Begin MATERIAL FOR THIS EXERCISE

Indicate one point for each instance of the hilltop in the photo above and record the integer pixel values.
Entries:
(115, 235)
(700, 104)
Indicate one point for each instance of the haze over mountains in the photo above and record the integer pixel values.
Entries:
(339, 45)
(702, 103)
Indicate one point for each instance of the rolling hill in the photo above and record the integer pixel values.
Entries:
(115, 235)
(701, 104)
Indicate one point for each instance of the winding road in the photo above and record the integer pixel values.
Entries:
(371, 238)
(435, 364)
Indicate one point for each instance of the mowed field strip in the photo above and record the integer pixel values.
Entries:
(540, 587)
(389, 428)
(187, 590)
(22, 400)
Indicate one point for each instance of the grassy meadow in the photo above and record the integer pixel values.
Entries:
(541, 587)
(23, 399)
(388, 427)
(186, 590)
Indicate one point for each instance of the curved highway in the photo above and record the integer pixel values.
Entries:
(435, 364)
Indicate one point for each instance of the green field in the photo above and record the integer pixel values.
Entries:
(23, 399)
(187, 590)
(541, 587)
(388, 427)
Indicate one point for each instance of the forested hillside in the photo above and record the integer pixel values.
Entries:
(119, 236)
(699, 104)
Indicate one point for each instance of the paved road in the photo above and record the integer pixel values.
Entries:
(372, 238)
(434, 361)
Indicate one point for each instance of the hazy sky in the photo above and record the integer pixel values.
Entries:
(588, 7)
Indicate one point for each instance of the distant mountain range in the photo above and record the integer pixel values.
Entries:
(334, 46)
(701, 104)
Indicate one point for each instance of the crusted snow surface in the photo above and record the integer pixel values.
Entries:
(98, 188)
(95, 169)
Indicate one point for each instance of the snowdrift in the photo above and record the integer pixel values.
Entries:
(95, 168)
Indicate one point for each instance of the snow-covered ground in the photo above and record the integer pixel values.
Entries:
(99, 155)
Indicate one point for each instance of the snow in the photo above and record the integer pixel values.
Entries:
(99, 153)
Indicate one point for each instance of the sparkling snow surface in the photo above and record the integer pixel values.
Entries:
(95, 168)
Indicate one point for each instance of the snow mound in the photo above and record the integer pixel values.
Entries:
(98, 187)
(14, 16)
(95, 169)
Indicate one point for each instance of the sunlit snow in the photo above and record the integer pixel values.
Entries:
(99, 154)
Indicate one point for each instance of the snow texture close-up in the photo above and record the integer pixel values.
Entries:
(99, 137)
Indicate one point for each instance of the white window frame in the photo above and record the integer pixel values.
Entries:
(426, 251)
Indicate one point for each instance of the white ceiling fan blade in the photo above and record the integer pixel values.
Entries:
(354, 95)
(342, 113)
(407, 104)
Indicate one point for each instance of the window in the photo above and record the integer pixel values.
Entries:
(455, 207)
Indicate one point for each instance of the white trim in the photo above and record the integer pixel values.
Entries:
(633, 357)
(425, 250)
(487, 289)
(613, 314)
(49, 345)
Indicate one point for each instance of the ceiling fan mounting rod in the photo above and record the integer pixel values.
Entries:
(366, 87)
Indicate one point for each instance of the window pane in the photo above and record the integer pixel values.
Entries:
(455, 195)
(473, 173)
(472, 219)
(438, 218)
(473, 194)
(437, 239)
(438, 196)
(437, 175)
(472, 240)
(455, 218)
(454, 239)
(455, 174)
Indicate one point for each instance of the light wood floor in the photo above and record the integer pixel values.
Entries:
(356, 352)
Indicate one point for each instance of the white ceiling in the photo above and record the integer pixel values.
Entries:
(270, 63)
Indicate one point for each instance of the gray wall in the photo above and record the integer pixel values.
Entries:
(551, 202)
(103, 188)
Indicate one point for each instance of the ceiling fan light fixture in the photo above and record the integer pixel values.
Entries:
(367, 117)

End MATERIAL FOR THIS EXERCISE

#### PROBLEM REQUIREMENTS
Extract each entry in full, exactly as given.

#### TASK SOLUTION
Indicate one point for each instance of the hilltop in the photo above and record the integer pixel values.
Entries:
(115, 235)
(700, 104)
Indicate one point for each instance of the haze over mountains in the photo above and record the integer pixel values.
Entries:
(339, 45)
(702, 103)
Indicate one point for each instance of the rolling hill in the photo above and record the integer pixel values.
Entries:
(115, 235)
(701, 104)
Indicate one point for each instance of the winding road in the photo above and record the integer pixel values.
Entries:
(371, 238)
(435, 364)
Indicate one point for each instance of the mowed field strip in the photo above and record the integer pixel values.
Entries:
(540, 587)
(389, 428)
(187, 590)
(22, 400)
Indicate one point for each instance of the grassy meadow in the photo above and record the integer pixel values.
Entries:
(541, 587)
(23, 399)
(388, 427)
(186, 590)
Indicate one point for each instance of the curved highway in the photo above and record the integer pixel values.
Entries:
(435, 364)
Indicate one point for each instance of the green field in the photo above and record the integer pixel values.
Entries:
(23, 399)
(187, 590)
(541, 587)
(388, 427)
Indicate one point for each instance of the forested hillside in the photo above and record the integer pixel values.
Entries:
(119, 236)
(699, 104)
Indicate one point for each instance of the paved road in the photo above and record the integer pixel values.
Entries:
(372, 238)
(434, 361)
Indicate one point for each instance of the hazy sky in the photo above and record the integer pixel values.
Entries:
(588, 7)
Indicate one point for each instance of the distant mountain range in the photo above and record the integer pixel values.
Entries:
(334, 46)
(701, 104)
Indicate one point for each instance of the crusted snow surface in the photo above and record the integer pixel values.
Entries:
(98, 188)
(95, 169)
Indicate one point for each instance of the snowdrift in the photo above and record the integer pixel values.
Entries:
(95, 168)
Indicate one point for each instance of the snow-covered ground in the photo above and record the integer pixel values.
Entries:
(99, 155)
Indicate one point for each instance of the snow in the photo above and record the integer pixel values.
Entries:
(99, 153)
Indicate one point for each instance of the sparkling snow surface in the photo above and record the integer pixel values.
Entries:
(95, 168)
Indicate one point for each instance of the snow mound in the photo above and record the integer pixel values.
Entries:
(98, 187)
(14, 16)
(95, 169)
Indicate one point for each instance of the sunlit snow in the photo above and record the integer pixel values.
Entries:
(99, 154)
Indicate one point for each instance of the snow texture close-up in the photo above and record the integer pixel values.
Entries:
(99, 137)
Indicate one point for each instance of the white window frame in the photo above and record the integer pixel values.
Entries:
(426, 251)
Indicate one point for each instance of the white ceiling fan blade in the photo above and record the integer pixel values.
Entries:
(354, 95)
(342, 113)
(407, 104)
Indicate one point for each instance of the window in the photo above and record the integer pixel values.
Entries:
(455, 207)
Indicate one point for each instance of the white trim in the photo above and record the integer pixel values.
Entries:
(633, 357)
(425, 250)
(487, 289)
(613, 314)
(49, 345)
Indicate one point for each instance of the ceiling fan mounting rod in the photo above and record the integer pixel values.
Entries:
(366, 87)
Indicate one point for each instance of the window pane in the photo above and record the integer pixel values.
Entries:
(455, 195)
(473, 173)
(472, 219)
(438, 218)
(473, 194)
(437, 239)
(438, 196)
(437, 175)
(472, 240)
(455, 218)
(454, 239)
(455, 174)
Indicate one point for each instance of the light wood floor in the photo above and record the integer pixel values.
Entries:
(356, 352)
Indicate one point for each instance of the white ceiling in the photo above and record the integer pixel values.
Entries:
(270, 63)
Indicate one point for each instance of the gray wall in the photo above and record the integer pixel values.
Entries:
(551, 202)
(103, 188)
Indicate one point for each instance of the ceiling fan light fixture in the photo above and record the integer pixel values.
Entries:
(367, 117)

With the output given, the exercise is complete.